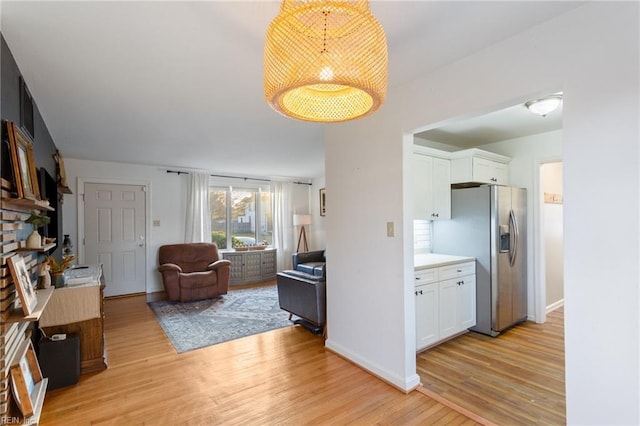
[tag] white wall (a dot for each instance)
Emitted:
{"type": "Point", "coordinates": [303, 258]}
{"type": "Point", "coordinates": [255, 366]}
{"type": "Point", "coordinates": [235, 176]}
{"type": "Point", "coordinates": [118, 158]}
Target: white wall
{"type": "Point", "coordinates": [552, 233]}
{"type": "Point", "coordinates": [168, 203]}
{"type": "Point", "coordinates": [317, 228]}
{"type": "Point", "coordinates": [591, 54]}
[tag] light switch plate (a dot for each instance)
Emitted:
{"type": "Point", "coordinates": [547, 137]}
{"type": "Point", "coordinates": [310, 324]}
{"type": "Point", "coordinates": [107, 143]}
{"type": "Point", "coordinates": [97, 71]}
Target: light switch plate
{"type": "Point", "coordinates": [390, 229]}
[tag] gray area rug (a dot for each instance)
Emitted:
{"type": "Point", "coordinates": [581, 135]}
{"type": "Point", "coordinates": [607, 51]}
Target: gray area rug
{"type": "Point", "coordinates": [238, 313]}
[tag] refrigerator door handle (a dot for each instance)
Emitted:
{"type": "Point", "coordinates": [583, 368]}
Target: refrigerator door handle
{"type": "Point", "coordinates": [514, 248]}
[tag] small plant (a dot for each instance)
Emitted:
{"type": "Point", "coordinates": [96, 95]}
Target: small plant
{"type": "Point", "coordinates": [38, 220]}
{"type": "Point", "coordinates": [59, 267]}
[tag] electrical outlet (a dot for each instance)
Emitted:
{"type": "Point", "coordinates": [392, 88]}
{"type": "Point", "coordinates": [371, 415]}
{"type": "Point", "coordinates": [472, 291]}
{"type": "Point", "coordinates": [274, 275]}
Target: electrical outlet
{"type": "Point", "coordinates": [390, 230]}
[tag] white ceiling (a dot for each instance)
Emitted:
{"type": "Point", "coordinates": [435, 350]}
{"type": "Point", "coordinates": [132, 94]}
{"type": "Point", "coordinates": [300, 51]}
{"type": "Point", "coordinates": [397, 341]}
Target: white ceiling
{"type": "Point", "coordinates": [179, 84]}
{"type": "Point", "coordinates": [505, 124]}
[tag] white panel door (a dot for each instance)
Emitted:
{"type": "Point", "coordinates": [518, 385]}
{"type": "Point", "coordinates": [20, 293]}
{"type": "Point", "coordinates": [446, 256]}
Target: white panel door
{"type": "Point", "coordinates": [115, 236]}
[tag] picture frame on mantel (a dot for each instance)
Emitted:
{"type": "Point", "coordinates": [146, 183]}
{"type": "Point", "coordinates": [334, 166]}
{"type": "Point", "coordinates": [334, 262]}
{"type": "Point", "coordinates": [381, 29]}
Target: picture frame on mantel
{"type": "Point", "coordinates": [26, 379]}
{"type": "Point", "coordinates": [323, 202]}
{"type": "Point", "coordinates": [22, 282]}
{"type": "Point", "coordinates": [23, 164]}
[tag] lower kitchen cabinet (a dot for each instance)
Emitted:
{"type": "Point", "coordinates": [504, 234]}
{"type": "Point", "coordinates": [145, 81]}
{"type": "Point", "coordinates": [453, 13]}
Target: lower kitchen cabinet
{"type": "Point", "coordinates": [445, 302]}
{"type": "Point", "coordinates": [427, 322]}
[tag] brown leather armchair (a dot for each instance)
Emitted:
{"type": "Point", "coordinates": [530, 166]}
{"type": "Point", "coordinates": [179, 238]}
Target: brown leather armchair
{"type": "Point", "coordinates": [193, 271]}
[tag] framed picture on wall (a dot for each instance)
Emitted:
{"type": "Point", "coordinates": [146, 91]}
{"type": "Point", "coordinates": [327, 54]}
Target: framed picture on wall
{"type": "Point", "coordinates": [323, 202]}
{"type": "Point", "coordinates": [23, 164]}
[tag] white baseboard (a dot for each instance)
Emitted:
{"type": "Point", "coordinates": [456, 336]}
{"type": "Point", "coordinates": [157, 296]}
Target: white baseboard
{"type": "Point", "coordinates": [405, 384]}
{"type": "Point", "coordinates": [555, 305]}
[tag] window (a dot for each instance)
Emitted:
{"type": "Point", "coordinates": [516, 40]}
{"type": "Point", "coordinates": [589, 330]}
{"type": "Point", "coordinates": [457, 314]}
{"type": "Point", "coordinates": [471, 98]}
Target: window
{"type": "Point", "coordinates": [241, 215]}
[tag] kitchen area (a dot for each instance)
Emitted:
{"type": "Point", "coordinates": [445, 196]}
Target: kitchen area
{"type": "Point", "coordinates": [479, 345]}
{"type": "Point", "coordinates": [470, 250]}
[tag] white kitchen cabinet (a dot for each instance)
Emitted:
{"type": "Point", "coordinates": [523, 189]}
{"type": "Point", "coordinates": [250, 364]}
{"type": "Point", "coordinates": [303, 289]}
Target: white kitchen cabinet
{"type": "Point", "coordinates": [427, 322]}
{"type": "Point", "coordinates": [477, 166]}
{"type": "Point", "coordinates": [431, 187]}
{"type": "Point", "coordinates": [426, 291]}
{"type": "Point", "coordinates": [457, 305]}
{"type": "Point", "coordinates": [445, 301]}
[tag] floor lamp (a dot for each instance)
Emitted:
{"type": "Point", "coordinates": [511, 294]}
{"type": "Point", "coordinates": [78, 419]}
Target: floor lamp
{"type": "Point", "coordinates": [301, 220]}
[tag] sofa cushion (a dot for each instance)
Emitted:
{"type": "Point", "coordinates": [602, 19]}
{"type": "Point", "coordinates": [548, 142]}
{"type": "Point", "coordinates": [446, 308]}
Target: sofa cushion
{"type": "Point", "coordinates": [301, 275]}
{"type": "Point", "coordinates": [311, 268]}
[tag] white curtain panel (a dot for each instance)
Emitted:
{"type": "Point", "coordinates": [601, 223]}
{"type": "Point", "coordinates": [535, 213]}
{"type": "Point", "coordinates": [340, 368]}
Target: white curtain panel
{"type": "Point", "coordinates": [283, 223]}
{"type": "Point", "coordinates": [198, 223]}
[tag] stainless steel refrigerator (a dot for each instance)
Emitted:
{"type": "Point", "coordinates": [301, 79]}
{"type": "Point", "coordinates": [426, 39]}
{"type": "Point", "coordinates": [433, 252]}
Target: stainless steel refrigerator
{"type": "Point", "coordinates": [489, 223]}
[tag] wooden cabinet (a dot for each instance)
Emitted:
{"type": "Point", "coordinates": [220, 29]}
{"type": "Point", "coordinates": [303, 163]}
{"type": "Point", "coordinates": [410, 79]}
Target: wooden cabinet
{"type": "Point", "coordinates": [62, 317]}
{"type": "Point", "coordinates": [477, 167]}
{"type": "Point", "coordinates": [252, 266]}
{"type": "Point", "coordinates": [445, 302]}
{"type": "Point", "coordinates": [431, 186]}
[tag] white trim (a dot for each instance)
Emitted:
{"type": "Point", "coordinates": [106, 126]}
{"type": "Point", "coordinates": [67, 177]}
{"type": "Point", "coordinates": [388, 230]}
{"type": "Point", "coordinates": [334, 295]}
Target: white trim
{"type": "Point", "coordinates": [404, 384]}
{"type": "Point", "coordinates": [555, 305]}
{"type": "Point", "coordinates": [147, 207]}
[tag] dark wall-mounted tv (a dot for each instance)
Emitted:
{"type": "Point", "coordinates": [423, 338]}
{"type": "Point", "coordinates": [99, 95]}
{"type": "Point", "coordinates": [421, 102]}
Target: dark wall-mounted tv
{"type": "Point", "coordinates": [26, 110]}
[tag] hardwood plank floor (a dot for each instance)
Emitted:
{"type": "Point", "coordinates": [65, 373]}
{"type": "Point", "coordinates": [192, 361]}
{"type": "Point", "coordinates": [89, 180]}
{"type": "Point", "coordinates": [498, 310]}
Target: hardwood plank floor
{"type": "Point", "coordinates": [282, 377]}
{"type": "Point", "coordinates": [516, 378]}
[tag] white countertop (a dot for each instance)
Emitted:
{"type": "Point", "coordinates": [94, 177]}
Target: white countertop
{"type": "Point", "coordinates": [431, 260]}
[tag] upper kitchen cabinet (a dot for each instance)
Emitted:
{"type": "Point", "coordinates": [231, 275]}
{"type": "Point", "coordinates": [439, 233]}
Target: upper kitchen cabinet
{"type": "Point", "coordinates": [475, 166]}
{"type": "Point", "coordinates": [431, 185]}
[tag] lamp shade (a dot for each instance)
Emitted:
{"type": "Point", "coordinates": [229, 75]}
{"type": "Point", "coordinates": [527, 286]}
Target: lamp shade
{"type": "Point", "coordinates": [301, 219]}
{"type": "Point", "coordinates": [325, 61]}
{"type": "Point", "coordinates": [544, 106]}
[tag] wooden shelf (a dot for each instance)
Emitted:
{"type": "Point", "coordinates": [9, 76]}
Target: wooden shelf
{"type": "Point", "coordinates": [17, 315]}
{"type": "Point", "coordinates": [44, 249]}
{"type": "Point", "coordinates": [23, 203]}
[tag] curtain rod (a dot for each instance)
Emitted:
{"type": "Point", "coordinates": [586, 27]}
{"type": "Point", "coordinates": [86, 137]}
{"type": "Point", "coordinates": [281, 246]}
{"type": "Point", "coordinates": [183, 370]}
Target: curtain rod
{"type": "Point", "coordinates": [236, 177]}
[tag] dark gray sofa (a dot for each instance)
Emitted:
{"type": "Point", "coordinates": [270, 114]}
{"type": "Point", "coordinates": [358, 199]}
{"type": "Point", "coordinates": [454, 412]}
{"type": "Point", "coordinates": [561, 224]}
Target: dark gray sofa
{"type": "Point", "coordinates": [302, 291]}
{"type": "Point", "coordinates": [310, 262]}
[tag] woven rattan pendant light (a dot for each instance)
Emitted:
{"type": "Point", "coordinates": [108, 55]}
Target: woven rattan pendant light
{"type": "Point", "coordinates": [325, 61]}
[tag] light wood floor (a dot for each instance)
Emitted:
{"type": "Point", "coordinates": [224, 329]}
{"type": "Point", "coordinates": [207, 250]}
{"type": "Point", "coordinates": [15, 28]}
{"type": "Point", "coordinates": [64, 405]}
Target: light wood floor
{"type": "Point", "coordinates": [282, 377]}
{"type": "Point", "coordinates": [516, 378]}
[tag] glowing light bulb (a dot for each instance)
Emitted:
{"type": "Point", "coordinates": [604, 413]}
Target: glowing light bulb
{"type": "Point", "coordinates": [326, 74]}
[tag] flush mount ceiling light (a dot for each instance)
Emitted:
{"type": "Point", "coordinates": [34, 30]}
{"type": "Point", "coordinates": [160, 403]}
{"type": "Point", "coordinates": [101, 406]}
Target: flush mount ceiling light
{"type": "Point", "coordinates": [325, 61]}
{"type": "Point", "coordinates": [545, 105]}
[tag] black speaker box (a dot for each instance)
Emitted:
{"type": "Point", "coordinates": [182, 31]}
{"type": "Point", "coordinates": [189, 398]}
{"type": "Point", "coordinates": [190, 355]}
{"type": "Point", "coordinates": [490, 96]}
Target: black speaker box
{"type": "Point", "coordinates": [60, 361]}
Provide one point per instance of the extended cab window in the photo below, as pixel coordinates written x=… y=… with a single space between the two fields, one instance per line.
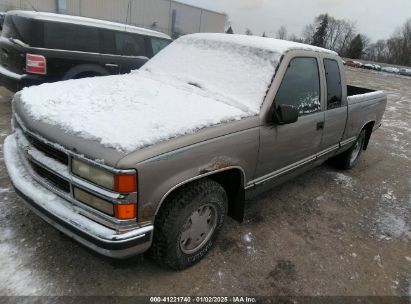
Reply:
x=157 y=44
x=301 y=86
x=130 y=45
x=71 y=37
x=334 y=90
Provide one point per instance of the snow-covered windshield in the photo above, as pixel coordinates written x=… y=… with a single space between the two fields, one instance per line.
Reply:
x=239 y=72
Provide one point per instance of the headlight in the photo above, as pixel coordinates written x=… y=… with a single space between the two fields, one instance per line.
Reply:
x=123 y=183
x=93 y=174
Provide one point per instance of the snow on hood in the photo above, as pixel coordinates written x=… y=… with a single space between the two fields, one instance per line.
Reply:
x=194 y=83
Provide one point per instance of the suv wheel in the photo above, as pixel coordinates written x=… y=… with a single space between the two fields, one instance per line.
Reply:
x=188 y=224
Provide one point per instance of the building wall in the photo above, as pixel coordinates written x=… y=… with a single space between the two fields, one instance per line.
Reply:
x=170 y=17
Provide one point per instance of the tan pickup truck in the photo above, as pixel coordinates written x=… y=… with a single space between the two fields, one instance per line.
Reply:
x=156 y=159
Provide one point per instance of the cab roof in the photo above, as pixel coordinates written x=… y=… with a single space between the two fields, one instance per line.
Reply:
x=87 y=22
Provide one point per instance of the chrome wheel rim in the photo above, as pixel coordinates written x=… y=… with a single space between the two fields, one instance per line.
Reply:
x=356 y=150
x=198 y=228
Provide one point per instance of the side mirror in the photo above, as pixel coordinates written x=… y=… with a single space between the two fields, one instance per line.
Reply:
x=285 y=114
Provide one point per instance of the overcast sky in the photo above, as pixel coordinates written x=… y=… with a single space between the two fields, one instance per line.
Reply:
x=375 y=18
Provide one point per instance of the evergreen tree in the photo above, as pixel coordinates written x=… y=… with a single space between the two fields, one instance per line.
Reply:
x=320 y=34
x=356 y=47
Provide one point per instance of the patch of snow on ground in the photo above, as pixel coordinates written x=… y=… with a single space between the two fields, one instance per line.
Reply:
x=4 y=190
x=16 y=277
x=345 y=180
x=393 y=217
x=248 y=237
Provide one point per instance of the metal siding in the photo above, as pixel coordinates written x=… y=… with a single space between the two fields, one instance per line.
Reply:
x=105 y=9
x=212 y=22
x=188 y=18
x=155 y=11
x=143 y=13
x=73 y=7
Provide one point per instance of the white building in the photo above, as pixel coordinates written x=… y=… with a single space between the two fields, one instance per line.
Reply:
x=167 y=16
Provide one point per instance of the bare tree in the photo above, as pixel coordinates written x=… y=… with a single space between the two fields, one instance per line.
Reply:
x=293 y=37
x=281 y=33
x=336 y=34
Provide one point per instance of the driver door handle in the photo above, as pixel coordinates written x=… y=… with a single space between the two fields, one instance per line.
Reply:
x=320 y=125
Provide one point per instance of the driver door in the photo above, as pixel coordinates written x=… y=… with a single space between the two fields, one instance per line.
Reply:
x=292 y=147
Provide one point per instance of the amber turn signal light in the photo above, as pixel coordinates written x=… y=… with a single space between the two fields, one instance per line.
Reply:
x=126 y=211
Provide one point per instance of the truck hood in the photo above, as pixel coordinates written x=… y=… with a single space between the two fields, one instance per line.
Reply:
x=113 y=116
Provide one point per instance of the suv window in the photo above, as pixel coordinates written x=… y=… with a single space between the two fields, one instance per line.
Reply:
x=157 y=44
x=334 y=90
x=301 y=86
x=25 y=29
x=71 y=37
x=130 y=45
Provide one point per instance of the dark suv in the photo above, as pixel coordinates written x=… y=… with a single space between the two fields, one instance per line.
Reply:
x=43 y=47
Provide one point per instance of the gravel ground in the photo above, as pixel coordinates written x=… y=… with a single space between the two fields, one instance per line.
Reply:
x=323 y=233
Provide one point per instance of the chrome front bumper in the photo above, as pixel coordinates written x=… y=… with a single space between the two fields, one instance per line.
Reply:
x=67 y=217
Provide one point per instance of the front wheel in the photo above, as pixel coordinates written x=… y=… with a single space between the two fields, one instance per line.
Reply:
x=349 y=158
x=187 y=226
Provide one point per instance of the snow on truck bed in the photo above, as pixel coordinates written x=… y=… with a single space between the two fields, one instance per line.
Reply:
x=198 y=81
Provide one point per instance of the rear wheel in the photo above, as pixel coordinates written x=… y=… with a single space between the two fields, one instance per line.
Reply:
x=349 y=158
x=188 y=224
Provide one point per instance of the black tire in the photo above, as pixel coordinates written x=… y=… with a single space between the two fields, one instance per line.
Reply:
x=85 y=70
x=174 y=218
x=349 y=158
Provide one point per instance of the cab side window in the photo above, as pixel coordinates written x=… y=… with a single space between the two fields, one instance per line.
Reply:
x=334 y=90
x=300 y=87
x=157 y=44
x=130 y=45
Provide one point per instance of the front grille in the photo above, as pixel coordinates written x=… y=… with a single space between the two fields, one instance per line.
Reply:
x=51 y=178
x=48 y=150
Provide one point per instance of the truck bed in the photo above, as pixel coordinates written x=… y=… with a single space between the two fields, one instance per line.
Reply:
x=363 y=105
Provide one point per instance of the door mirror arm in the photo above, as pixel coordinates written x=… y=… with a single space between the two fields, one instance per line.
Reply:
x=284 y=114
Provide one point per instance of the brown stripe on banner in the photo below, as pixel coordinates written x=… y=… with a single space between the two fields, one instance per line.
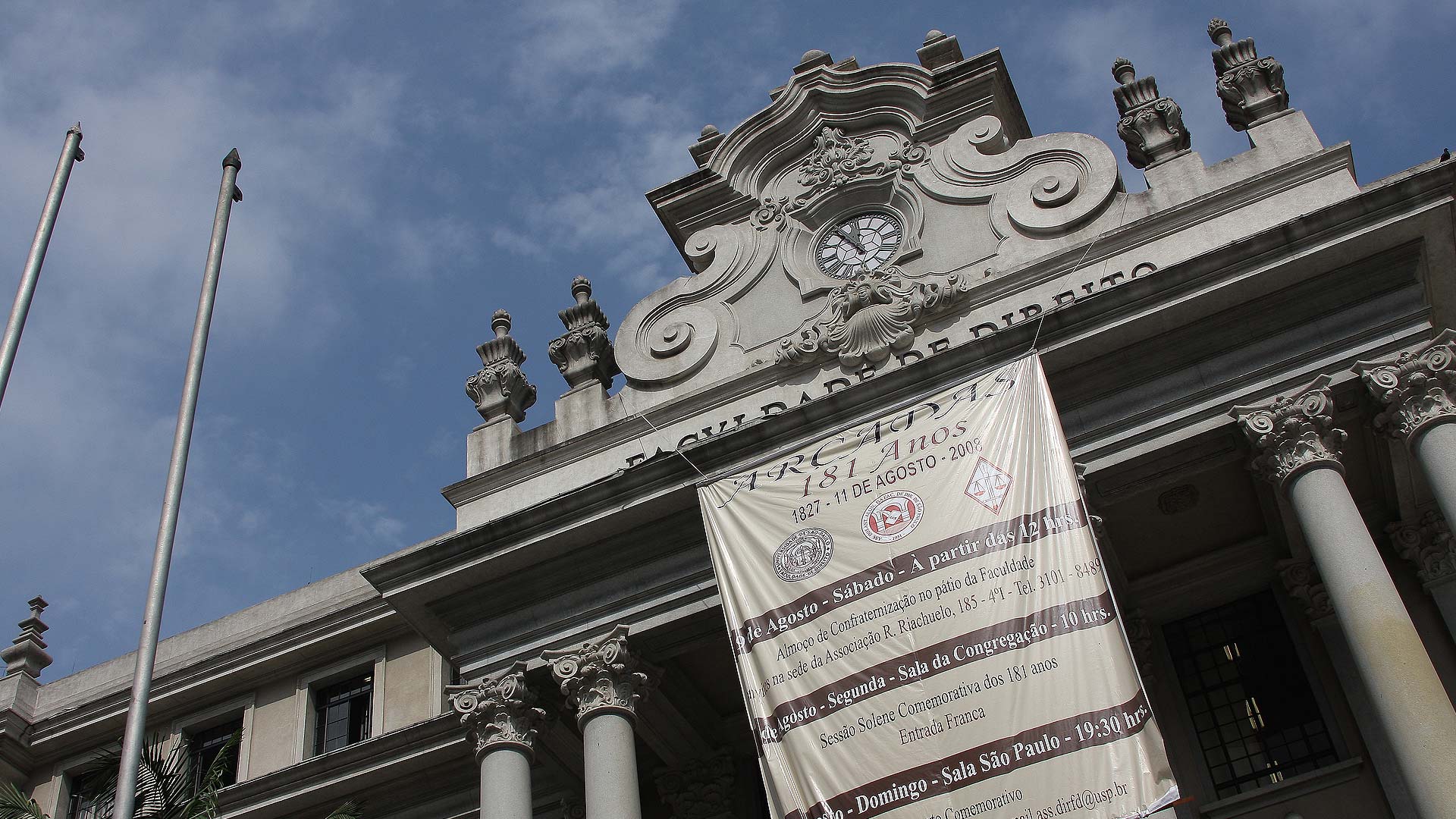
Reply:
x=986 y=761
x=932 y=557
x=929 y=661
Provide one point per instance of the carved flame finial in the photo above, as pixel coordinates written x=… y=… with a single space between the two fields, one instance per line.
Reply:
x=1123 y=71
x=1150 y=124
x=584 y=352
x=500 y=388
x=27 y=653
x=1251 y=86
x=1219 y=33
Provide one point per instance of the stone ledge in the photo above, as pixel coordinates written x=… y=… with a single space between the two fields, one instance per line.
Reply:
x=1292 y=787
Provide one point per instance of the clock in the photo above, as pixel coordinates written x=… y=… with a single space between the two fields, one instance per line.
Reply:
x=859 y=243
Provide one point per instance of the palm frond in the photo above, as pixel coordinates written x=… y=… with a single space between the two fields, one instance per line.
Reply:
x=15 y=805
x=347 y=811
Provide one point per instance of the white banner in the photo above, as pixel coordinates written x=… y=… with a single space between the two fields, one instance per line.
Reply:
x=922 y=623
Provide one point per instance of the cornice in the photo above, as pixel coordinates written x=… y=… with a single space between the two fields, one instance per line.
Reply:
x=1082 y=256
x=101 y=714
x=626 y=496
x=338 y=774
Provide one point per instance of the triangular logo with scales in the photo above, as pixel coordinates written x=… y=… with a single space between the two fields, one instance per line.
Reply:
x=989 y=485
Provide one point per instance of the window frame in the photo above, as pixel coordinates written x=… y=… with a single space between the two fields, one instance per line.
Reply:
x=369 y=662
x=1180 y=701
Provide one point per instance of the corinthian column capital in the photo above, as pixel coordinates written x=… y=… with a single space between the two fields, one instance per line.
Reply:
x=1416 y=387
x=498 y=711
x=1302 y=582
x=1292 y=433
x=601 y=675
x=1427 y=544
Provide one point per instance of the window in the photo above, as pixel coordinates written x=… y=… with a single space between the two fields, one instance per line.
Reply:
x=343 y=713
x=85 y=803
x=1251 y=704
x=206 y=745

——

#### Exercise objective
Reproduce verbatim the lines from the one containing "Provide one point per instance of the cab side" up to and including the one containing "x=1219 y=33", omitting any picture that falls between them.

#### Solution below
Provide one point per instance of the cab side window in the photo above, as pixel coordinates written x=… y=… with a single space between the two fields, one instance per line.
Reply:
x=334 y=90
x=300 y=87
x=157 y=44
x=130 y=45
Provide one point per instance of the front grille in the photo above, as pixel coordinates written x=… y=… with a single space between the two fields, one instance per line.
Reply:
x=51 y=178
x=48 y=150
Provide one point per instance of the truck bed in the photo above, as pixel coordinates written x=… y=… with a single space between the two fields, one instance per line.
Reply:
x=363 y=105
Provide one point per instance of the door mirror arm in the photo above, as pixel coordinates written x=… y=… with a single space between the two fields, one instance per line.
Reply:
x=284 y=114
Provide one point per instance of the brown stripe on banner in the photo below, as pixel coordinates written x=… y=… with a single space between the two fields, one instance per line.
Reply:
x=986 y=761
x=932 y=557
x=929 y=661
Provide one point per instance of the carved flame finial in the photo above, as pixel coordinates written x=… y=… with a single space between the two fields, one instance per line.
Reply:
x=1123 y=71
x=1150 y=124
x=584 y=352
x=500 y=388
x=27 y=653
x=1251 y=86
x=1219 y=33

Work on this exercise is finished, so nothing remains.